Selection |
■ ■ ■ ■
If you have spent any time managing Terraform configurations across more than a couple of environments, you have probably felt the pain that Terragrunt was built to solve.

You write a clean Terraform module for, say, an S3 bucket. Then you need that same bucket in development, staging, and production. Suddenly you are copying and pasting the same backend configuration block, the same provider block, the same variable definitions — across three directories, then six, then twelve as your infrastructure grows. Any change to that shared configuration means finding every copy and updating them one by one.

Terragrunt fixes that. It is a thin wrapper that sits on top of Terraform or OpenTofu and handles the repetitive scaffolding so your actual infrastructure definitions stay clean and consistent.

This guide explains what Terragrunt is, how it works in practice, when it makes sense to use it, and when it does not.

What Is Terragrunt?

Terragrunt is an open source tool built by Gruntwork that sits on top of Terraform or OpenTofu. It does not replace either tool — it calls them under the hood, just like a wrapper. What it adds is a layer of organisation and configuration management that Terraform and OpenTofu deliberately leave to the user to figure out.

The core idea is DRY: Don’t Repeat Yourself. In software development, DRY is a basic principle that says you should define something once and reference it everywhere it is needed, rather than copying it each time. Terraform is excellent at defining infrastructure as code, but it gives teams very little help with keeping that code DRY across environments, accounts, and regions. That is the gap Terragrunt fills.

💡  Think of it this way: Terraform defines what your infrastructure looks like. Terragrunt defines how you organise and run Terraform across many environments without copying the same configuration over and over.

Terragrunt reached version 1.0 in March 2026 — a significant milestone that signals its maturity and the Gruntwork team’s commitment to a stable, long-term API. It supports both Terraform and OpenTofu as its underlying execution engine, and current releases default to OpenTofu.

The Problem Terragrunt Solves

To understand why Terragrunt exists, it helps to look at the specific friction points that come up as Terraform configurations grow.

The Backend Configuration Problem

Every Terraform project needs a backend configuration that tells it where to store state. For a single environment, this is straightforward:

terraform {
  backend "s3" {
    bucket         = "my-company-state"
    key            = "prod/terraform.tfstate"
    region         = "us-east-1"
    dynamodb_table = "terraform-locks"
    encrypt        = true
  }
}

Now multiply this across twenty environments in three regions, each with a slightly different key path. That is sixty versions of nearly identical configuration blocks. Change the bucket name and you are making sixty edits.

Terragrunt lets you define the backend configuration once in a root terragrunt.hcl file and generate it automatically in every environment. The environment-specific part (the key path) is computed dynamically. The shared parts (bucket, region, locking table) are defined once.

The Module Repetition Problem

Terraform modules are the right way to share infrastructure patterns. But instantiating a module in each environment still requires a block of configuration per environment: the source path, the input variables, the provider, the backend. As the number of environments grows, so does the configuration overhead.

Terragrunt’s include block lets environments inherit shared configuration from a parent file, overriding only what differs between them. A production environment file might be ten lines long, with everything else inherited from the root configuration.
■ ■ ■ ■
According to the guide, which underlying execution engine do current Terragrunt releases default to? Rely on the guide alone.

Data listing:
■ ■ ■ ■
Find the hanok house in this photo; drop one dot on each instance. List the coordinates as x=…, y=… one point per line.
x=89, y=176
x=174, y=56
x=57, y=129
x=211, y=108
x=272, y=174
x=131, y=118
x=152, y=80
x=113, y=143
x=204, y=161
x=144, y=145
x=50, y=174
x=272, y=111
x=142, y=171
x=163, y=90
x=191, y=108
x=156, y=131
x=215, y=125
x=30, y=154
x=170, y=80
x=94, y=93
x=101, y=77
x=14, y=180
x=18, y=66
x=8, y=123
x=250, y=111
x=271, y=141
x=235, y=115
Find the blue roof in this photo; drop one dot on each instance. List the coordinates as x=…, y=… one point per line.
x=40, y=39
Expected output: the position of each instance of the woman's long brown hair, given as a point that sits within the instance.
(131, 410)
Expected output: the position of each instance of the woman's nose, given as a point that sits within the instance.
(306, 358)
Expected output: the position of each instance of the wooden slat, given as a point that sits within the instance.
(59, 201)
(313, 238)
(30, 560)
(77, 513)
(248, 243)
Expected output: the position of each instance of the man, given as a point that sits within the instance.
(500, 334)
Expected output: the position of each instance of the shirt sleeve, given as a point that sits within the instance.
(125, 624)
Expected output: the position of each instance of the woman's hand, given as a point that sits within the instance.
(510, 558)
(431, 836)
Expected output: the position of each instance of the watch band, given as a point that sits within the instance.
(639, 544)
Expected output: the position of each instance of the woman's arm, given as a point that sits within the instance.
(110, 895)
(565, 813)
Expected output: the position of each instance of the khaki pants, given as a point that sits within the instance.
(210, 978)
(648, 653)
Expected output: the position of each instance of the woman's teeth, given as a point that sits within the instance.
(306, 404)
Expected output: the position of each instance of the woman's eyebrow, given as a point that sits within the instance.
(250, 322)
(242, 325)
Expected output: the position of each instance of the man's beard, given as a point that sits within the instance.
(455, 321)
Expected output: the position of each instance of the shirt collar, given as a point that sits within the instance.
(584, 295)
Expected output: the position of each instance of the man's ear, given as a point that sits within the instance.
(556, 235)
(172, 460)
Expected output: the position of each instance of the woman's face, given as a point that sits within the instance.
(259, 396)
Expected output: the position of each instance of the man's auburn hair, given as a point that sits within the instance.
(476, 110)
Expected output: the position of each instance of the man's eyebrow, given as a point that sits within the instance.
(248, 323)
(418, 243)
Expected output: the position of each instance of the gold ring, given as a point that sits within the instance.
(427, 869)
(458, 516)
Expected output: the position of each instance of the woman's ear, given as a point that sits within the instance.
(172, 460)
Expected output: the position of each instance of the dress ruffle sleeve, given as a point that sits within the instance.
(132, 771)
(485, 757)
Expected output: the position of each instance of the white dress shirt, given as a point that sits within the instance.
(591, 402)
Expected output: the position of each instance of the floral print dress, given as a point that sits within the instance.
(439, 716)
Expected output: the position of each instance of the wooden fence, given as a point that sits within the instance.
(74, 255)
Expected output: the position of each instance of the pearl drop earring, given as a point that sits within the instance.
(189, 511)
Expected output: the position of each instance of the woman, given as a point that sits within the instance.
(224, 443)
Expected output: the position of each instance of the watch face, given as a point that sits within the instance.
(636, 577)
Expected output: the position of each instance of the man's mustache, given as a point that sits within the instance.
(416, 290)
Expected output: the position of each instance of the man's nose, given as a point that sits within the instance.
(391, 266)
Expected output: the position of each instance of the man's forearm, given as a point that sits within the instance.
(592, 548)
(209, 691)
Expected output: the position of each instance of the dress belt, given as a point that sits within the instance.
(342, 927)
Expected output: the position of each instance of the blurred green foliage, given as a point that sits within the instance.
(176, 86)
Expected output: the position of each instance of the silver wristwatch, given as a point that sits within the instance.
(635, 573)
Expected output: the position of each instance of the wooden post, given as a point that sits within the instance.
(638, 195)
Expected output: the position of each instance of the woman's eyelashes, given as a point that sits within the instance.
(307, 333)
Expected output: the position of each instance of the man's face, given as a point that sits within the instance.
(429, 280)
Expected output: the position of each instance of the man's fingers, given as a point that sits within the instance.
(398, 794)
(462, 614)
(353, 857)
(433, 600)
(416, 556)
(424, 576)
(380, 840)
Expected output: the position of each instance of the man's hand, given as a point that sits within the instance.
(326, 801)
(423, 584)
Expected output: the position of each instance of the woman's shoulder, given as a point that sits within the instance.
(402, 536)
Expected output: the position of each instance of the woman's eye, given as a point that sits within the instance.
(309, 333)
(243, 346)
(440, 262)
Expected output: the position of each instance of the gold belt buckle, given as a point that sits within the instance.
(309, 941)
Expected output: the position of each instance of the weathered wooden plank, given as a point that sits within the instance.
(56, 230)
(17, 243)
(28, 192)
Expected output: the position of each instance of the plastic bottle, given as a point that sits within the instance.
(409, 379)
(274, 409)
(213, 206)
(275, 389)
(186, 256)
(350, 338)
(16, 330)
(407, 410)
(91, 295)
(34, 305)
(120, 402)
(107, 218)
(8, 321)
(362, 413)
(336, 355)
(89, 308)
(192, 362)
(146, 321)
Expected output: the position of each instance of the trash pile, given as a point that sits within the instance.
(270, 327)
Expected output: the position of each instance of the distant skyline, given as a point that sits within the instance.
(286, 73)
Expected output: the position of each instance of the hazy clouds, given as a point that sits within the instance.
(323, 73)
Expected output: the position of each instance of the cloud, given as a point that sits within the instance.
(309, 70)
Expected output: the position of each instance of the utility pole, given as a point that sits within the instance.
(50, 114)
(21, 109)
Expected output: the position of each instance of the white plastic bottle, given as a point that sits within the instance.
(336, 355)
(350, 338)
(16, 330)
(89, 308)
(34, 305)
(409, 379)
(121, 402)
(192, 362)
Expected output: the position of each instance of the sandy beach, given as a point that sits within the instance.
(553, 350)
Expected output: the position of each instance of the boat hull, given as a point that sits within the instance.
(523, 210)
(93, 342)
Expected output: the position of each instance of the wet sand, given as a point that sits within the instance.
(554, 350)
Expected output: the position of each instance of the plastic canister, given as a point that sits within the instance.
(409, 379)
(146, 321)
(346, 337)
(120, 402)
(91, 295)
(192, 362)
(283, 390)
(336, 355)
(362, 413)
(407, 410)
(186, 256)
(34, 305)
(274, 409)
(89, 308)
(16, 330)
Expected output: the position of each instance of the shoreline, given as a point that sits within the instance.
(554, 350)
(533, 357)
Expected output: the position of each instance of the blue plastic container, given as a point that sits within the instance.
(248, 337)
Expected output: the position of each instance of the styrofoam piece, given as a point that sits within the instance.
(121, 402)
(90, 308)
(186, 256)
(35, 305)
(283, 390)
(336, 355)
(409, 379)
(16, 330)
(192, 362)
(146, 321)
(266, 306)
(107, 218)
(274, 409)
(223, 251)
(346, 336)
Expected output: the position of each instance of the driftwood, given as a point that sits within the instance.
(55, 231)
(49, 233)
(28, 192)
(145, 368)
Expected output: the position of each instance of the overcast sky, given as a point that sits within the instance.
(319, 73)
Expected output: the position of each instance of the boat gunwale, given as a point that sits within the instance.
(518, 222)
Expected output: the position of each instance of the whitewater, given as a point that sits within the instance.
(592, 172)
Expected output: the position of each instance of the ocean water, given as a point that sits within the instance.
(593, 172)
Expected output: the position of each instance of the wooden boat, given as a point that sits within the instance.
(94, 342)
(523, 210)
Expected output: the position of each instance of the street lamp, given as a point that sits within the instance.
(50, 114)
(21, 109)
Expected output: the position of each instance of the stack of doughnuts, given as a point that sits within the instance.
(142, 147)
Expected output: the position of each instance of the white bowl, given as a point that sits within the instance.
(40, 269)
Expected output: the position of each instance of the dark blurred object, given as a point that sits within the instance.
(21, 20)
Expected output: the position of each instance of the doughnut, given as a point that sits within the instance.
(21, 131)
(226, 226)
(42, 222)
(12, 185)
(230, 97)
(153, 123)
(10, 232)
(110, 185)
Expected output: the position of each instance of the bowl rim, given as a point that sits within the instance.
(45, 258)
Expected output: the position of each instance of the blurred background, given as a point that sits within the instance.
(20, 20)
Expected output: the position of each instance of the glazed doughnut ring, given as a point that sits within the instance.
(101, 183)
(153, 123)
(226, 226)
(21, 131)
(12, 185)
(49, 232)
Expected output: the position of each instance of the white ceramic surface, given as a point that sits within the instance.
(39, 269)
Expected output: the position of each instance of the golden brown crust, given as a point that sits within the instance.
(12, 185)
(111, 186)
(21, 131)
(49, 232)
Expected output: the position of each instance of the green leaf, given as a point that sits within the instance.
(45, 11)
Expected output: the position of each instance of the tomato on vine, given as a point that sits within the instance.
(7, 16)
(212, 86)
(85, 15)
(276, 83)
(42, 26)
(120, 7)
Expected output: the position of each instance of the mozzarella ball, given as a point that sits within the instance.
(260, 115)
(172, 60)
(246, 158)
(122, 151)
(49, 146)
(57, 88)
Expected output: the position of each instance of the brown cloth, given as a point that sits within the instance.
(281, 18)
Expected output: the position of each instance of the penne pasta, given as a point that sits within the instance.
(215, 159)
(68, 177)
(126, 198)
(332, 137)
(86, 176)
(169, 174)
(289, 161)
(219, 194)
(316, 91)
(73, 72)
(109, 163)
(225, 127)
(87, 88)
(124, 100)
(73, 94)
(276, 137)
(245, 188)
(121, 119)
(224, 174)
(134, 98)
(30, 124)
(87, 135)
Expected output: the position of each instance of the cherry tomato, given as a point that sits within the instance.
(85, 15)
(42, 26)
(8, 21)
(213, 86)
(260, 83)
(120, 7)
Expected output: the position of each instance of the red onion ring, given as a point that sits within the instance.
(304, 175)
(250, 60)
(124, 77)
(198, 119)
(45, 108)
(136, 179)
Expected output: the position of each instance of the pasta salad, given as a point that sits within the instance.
■ ■ ■ ■
Answer in full |
OpenTofu.